SET PROBLEM. Copy out each of the rows below, substituting "examine" for every occurrence of "review" and leaving everything else as it is.

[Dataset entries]
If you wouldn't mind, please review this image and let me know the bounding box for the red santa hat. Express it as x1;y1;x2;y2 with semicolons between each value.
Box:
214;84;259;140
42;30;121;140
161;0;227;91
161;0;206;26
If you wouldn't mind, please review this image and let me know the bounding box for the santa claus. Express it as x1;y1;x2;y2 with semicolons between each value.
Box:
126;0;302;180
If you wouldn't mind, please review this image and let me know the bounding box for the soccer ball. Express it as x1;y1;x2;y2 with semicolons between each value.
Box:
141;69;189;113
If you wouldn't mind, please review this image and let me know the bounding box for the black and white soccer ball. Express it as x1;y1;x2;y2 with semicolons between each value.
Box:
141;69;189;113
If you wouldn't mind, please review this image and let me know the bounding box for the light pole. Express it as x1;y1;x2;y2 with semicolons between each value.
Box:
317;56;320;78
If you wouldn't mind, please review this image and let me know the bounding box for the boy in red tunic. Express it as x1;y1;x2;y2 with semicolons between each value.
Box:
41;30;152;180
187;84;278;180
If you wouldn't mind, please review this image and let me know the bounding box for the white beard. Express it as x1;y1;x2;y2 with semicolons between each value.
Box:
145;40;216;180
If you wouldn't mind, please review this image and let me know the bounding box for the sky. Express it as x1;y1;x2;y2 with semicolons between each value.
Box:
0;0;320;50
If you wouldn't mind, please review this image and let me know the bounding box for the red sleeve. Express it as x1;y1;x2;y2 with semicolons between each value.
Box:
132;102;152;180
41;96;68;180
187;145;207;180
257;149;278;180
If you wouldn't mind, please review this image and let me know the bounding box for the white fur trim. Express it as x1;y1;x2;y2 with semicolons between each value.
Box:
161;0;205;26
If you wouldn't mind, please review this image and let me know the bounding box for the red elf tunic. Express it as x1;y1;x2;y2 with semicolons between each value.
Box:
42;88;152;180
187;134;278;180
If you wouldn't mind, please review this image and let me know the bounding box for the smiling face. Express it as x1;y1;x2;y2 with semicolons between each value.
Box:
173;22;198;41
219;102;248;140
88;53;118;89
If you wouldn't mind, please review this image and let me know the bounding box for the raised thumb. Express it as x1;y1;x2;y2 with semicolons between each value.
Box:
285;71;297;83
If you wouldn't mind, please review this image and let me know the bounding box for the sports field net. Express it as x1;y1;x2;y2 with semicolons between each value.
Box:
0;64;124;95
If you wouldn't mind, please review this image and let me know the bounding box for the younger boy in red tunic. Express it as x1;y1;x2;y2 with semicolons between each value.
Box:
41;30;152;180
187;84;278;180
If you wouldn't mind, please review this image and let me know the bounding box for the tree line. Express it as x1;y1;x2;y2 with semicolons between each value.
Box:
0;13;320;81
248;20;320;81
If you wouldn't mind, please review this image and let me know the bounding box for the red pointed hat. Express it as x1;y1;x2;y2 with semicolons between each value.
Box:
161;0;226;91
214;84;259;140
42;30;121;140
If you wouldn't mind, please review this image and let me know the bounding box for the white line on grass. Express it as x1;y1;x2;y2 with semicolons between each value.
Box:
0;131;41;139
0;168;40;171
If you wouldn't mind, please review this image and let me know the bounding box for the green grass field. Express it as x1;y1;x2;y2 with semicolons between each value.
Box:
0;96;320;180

TASK SOLUTION.
If you wouldn't mind, please examine this image and let me know the bounding box for the red santa hat. Express it as x1;y1;x2;y2 with semicolons between each value.
Box:
214;84;259;140
42;30;121;140
161;0;227;91
161;0;206;26
If you wouldn't mind, please examine this image and let me know the bounding box for the santa claus. Express it as x1;y1;x2;y2 with semicolons between each value.
Box:
126;0;302;180
If you wouldn't mind, please examine this image and let me know the bounding box for the soccer ball. Express it as x1;y1;x2;y2 with semicolons between each value.
Box:
141;69;189;113
If you wouldn't mind, please examine this image and let me know the bounding box for the black and white soccer ball. Express it as x1;y1;x2;y2 with semicolons between each value.
Box:
141;69;189;113
If you wouldn't mind, please examine this image and let me know the bounding box for the light pole. Express it as x1;y1;x2;y2 with semicolons between each value.
Box:
317;56;320;78
If you wouldn't mind, please examine this image and let me know the bounding box for the boy in red tunic. Express it as x1;y1;x2;y2 with semicolons between each value.
Box:
41;30;152;180
187;84;278;180
If you wouldn't mind, please examine this image and let me know the bounding box for the white beard. Express it as x1;y1;x2;y2 with semicolons between each value.
Box:
145;40;216;180
If you wouldn't mind, please examine this image and let me know the bounding box for the sky. Express it as x1;y1;x2;y2 with semicolons between each value.
Box:
0;0;320;50
If you wouldn't mind, please examine this image and let me know the bounding box for the red sleeve. Express it as x1;y1;x2;y2 with semicolons between each value.
Box:
132;102;152;180
41;96;68;180
187;145;207;180
257;149;278;180
If you wouldn't mind, please examine this image and let me know the bounding box for the white fur trim. Express it as x1;y1;x2;y2 with semicolons between each value.
Box:
161;0;205;26
If you wouldn't mind, please examine this image and let me know the bounding box for the red elf tunic. Express it as x1;y1;x2;y2 with semicolons between each value.
Box:
42;88;152;180
187;134;278;180
If you wouldn't mind, please examine this image and let me know the bounding box for the smiling face. Express it as x1;y1;x2;y2 with semicolons between each value.
Box:
173;22;198;41
219;102;248;140
88;53;118;89
If you wouldn't mind, please examine this image and let me know the bounding box for the raised thumb. Express it as x1;y1;x2;y2 with semicolons between each value.
Box:
285;71;297;83
If you wouldn't mind, please examine this image and let me know the bounding box for the sports field net. Express it as x1;y1;x2;y2 with semicolons between each value.
Box:
0;64;124;95
If you wouldn't mind, please examine this image and let me know the bounding box for the younger boy in red tunic. Express it as x1;y1;x2;y2 with semicolons between each value.
Box:
41;30;152;180
187;84;278;180
If you wouldn't mind, please examine this image and let me know the bounding box for the tree line. Express it as x1;y1;x2;y2 with semicolons between each value.
Box:
0;13;320;81
248;20;320;81
If you wouldn't mind, please examine this image and let me know the bounding box for the red pointed hat. Express it as x1;y1;x2;y2 with semicolons between each value.
Box:
161;0;226;91
214;84;259;140
42;30;121;140
If you wouldn't mind, please examine this image and let me know the bounding box for the white line on grass. Express it as x1;y1;x2;y2 with semicolons between each value.
Box:
0;131;41;139
0;168;40;171
If you wouldn't mind, please examine this image and let me know the bounding box for the green grass field. Express it as x1;y1;x2;y2 with semicolons between each value.
Box:
0;96;320;180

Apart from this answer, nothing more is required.